**Required task**
Please list every line of the items that contains the string "query", treating uppercase and lowercase as different.

[START OF Data records]

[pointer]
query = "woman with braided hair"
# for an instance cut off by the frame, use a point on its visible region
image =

[END OF Data records]
[START OF Data records]

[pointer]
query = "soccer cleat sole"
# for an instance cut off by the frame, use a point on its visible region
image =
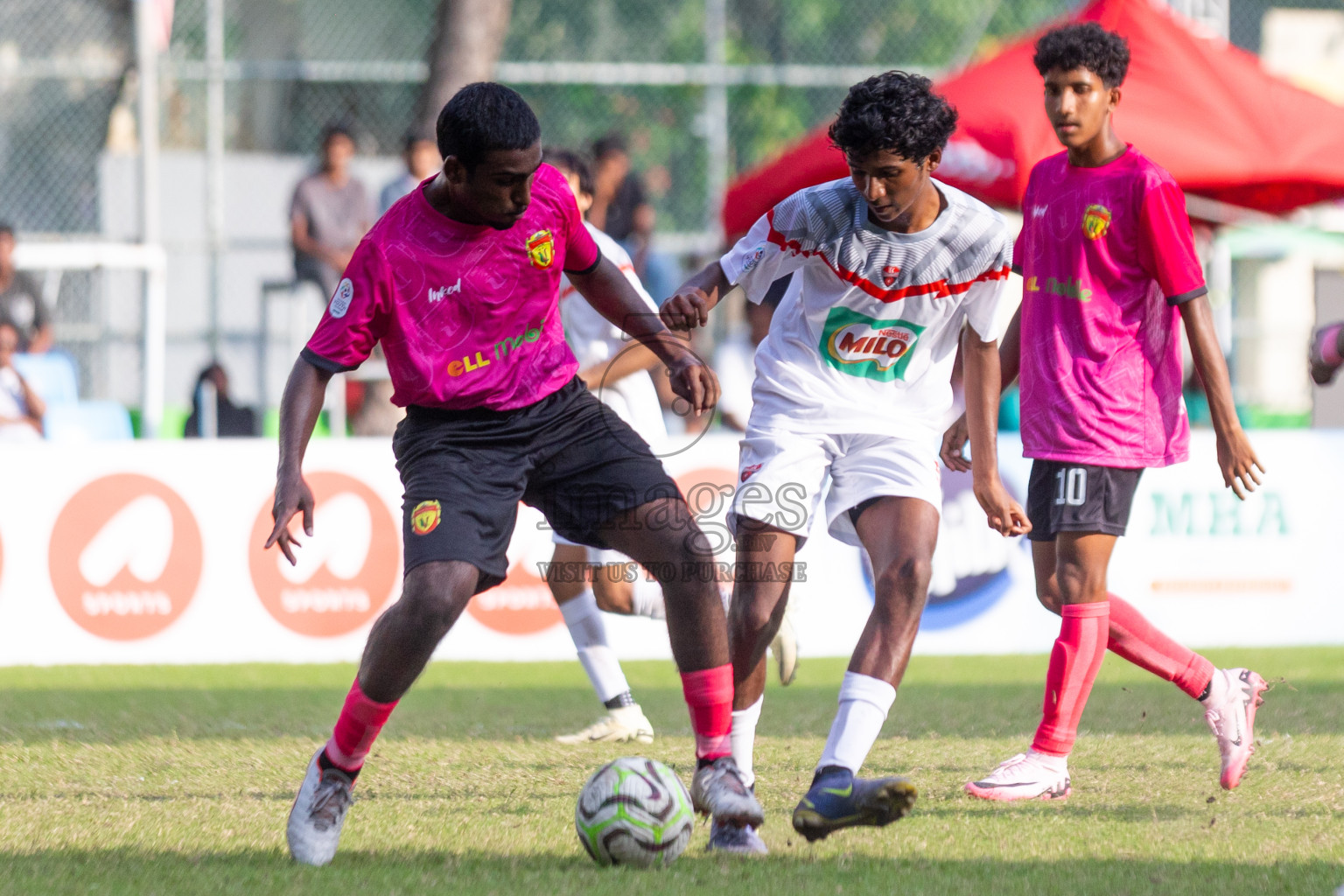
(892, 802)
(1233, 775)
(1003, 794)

[END OF Data records]

**Solution to this problem**
query = "woman with braided hair"
query = "soccer cleat sole"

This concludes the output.